● **ABOUT THIS TASK**
Give only the number of lines in these records that contain the word "open".

Data records:

◇ ◇ ◇ ◇

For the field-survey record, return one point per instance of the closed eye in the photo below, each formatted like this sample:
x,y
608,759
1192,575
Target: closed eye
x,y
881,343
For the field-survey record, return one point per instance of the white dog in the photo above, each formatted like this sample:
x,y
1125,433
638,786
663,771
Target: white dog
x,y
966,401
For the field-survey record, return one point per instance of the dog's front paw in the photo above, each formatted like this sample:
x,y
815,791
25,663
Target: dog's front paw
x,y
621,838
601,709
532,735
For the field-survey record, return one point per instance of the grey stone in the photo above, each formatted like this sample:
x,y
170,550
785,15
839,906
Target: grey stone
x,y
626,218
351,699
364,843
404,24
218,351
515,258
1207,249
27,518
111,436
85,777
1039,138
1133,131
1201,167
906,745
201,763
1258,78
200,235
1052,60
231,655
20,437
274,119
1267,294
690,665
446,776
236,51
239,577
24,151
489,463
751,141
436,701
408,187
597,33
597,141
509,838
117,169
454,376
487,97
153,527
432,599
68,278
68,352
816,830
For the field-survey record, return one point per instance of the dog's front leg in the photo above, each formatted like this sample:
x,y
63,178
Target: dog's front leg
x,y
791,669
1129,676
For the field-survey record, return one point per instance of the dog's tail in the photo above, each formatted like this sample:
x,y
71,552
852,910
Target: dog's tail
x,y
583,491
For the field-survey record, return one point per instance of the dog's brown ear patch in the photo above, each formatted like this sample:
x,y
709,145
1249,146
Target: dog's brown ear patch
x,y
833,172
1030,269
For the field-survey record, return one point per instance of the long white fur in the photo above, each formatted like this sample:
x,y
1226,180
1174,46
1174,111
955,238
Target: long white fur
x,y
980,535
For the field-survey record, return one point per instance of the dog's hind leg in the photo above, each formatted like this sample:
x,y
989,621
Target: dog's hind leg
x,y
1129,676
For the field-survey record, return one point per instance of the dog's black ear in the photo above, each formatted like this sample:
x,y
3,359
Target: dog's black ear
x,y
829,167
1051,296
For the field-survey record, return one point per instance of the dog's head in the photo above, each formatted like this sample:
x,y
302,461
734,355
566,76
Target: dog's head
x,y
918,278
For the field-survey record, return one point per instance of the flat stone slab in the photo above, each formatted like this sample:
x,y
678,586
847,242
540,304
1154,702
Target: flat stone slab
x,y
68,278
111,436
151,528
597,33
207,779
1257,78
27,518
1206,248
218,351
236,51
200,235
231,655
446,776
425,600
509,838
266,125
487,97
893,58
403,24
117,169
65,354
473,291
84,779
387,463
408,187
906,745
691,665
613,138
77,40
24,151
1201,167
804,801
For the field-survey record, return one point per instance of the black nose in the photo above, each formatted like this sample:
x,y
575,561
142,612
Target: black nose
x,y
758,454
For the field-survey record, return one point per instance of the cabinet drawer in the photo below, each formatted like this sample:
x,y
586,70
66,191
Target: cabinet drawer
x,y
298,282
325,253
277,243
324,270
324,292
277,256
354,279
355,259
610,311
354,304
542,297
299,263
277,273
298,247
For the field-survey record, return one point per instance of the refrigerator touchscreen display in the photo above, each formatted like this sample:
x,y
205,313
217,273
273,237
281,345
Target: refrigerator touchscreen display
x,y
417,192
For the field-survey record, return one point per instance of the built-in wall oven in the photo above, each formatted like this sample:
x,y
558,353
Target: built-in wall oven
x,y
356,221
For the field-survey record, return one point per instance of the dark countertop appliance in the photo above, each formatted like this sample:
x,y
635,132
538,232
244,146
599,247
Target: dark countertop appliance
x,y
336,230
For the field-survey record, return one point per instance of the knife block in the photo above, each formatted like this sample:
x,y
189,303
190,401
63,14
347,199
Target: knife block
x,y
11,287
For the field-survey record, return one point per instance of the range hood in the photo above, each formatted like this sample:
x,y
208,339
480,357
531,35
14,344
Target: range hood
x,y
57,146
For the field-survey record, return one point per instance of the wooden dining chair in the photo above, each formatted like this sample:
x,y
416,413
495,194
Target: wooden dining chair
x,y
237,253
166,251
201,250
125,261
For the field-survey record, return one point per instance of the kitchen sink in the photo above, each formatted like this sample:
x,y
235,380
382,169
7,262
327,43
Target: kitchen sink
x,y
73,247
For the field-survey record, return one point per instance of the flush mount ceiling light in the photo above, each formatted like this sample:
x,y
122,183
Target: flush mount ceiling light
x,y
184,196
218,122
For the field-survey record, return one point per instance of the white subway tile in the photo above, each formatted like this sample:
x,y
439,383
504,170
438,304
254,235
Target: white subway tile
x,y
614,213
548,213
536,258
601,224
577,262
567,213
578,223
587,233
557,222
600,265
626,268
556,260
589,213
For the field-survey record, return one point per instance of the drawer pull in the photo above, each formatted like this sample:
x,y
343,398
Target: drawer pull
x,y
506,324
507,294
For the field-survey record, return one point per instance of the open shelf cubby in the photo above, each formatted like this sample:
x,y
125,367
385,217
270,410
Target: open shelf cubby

◇ ◇ ◇ ◇

● **RESPONSE**
2